*SOURCE INFORMATION*
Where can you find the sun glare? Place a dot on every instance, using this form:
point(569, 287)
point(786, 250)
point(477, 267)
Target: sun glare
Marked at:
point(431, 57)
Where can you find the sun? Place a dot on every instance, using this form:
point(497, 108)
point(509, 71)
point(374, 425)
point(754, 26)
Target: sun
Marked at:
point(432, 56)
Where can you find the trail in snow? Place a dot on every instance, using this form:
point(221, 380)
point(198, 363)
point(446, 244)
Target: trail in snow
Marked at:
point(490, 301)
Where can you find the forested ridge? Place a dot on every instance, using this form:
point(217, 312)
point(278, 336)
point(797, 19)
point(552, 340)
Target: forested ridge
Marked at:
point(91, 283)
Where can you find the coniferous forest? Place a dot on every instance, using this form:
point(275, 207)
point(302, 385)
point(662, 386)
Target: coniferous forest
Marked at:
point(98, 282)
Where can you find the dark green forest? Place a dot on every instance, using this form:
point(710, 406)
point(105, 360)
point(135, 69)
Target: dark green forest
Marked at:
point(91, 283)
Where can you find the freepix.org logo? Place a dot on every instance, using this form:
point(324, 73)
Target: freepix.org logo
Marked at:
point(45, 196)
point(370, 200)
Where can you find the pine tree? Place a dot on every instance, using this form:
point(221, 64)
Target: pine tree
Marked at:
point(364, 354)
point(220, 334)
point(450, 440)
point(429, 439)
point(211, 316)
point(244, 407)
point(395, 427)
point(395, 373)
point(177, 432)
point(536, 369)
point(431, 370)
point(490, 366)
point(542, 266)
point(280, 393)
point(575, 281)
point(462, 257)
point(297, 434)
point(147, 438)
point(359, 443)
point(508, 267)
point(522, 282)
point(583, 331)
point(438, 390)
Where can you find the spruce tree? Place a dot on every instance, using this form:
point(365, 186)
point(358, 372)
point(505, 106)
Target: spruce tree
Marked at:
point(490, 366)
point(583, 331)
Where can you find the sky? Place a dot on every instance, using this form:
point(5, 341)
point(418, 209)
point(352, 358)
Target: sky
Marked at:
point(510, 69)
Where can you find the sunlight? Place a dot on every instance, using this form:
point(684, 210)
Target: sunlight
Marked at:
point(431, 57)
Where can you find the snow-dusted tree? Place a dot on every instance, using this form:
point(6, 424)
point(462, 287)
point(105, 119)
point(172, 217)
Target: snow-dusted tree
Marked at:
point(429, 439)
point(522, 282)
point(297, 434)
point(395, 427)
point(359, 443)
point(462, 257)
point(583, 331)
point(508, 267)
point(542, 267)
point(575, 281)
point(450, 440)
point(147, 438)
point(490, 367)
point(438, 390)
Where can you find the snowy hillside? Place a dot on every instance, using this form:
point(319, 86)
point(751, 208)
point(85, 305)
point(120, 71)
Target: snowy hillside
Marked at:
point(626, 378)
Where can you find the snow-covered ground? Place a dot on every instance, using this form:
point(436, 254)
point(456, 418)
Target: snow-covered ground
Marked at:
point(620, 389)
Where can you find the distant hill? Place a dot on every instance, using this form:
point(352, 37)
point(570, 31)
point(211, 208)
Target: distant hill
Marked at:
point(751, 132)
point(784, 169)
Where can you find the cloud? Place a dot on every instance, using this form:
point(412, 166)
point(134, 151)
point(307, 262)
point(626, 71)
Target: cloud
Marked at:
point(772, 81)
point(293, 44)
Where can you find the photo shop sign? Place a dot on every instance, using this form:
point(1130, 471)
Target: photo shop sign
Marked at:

*THE TASK*
The lines to return begin at the first line of the records and end at the line holding "Target: pine tree"; please return them exactly, including both, and nothing beyond.

*WRITTEN SOLUTION*
Where can you find the sun glare? Place a dot on every instance, using this form:
point(569, 287)
point(786, 250)
point(477, 267)
Target: sun glare
Marked at:
point(431, 57)
Where can you find the sun? Place a dot on every instance, using this form:
point(497, 108)
point(509, 71)
point(374, 425)
point(754, 26)
Target: sun
Marked at:
point(432, 56)
Where can you find the trail in snow? Place a dot on every instance, using this form:
point(221, 380)
point(198, 363)
point(446, 244)
Target: trail in snow
Marked at:
point(490, 301)
Where can you find the forested ridge? Place a dot on every instance, using this form:
point(217, 312)
point(278, 336)
point(797, 19)
point(552, 340)
Target: forested ridge
Marked at:
point(91, 283)
Where can you find the coniferous forest? Place a dot on every instance, using this form:
point(275, 207)
point(302, 385)
point(662, 386)
Target: coniferous forest
Marked at:
point(98, 282)
Where can you find the dark green forest? Place a dot on every instance, using this form:
point(710, 406)
point(105, 360)
point(135, 69)
Target: dark green forest
Marked at:
point(91, 283)
Where can you find the freepix.org logo? Place a dot on every instance, using this form:
point(324, 73)
Target: freepix.org logo
Marked at:
point(45, 196)
point(370, 200)
Where can you find the pine tree? Place a dot on every instance, using this form:
point(221, 64)
Target: pine tree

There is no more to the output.